(Written problem) Rewrite the lines below, replacing "lightweight object detector" with "compact object detector" and changing nothing else. Leave the pictures out of your answer.

Begin

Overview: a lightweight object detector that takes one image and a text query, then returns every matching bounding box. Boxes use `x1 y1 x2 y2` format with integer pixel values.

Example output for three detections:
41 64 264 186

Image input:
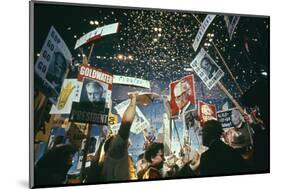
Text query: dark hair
84 78 103 92
203 120 223 139
200 56 211 64
144 142 164 163
55 52 66 70
103 136 114 153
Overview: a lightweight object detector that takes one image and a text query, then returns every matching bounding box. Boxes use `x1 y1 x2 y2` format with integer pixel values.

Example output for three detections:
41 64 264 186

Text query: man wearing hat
199 120 248 176
174 80 194 115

End

(The response)
Overview: a compact object detector that takes one image and a text query, then returns every matching bounding box. Boxes use `x1 y1 x2 y2` format with integer pixel values.

Example output for three detections:
41 64 264 186

Image input:
Text query: dark hair
84 78 103 92
203 120 223 139
200 56 211 64
144 142 164 163
55 52 66 70
103 136 114 153
Overview: a compact object detector that takes one image and a text query, then returns every matching bounding box. Boxes use `x1 y1 x2 y2` format with integer pixel values.

Example output for three detections:
41 64 264 186

Text query: man wearing hat
199 120 248 176
174 80 194 115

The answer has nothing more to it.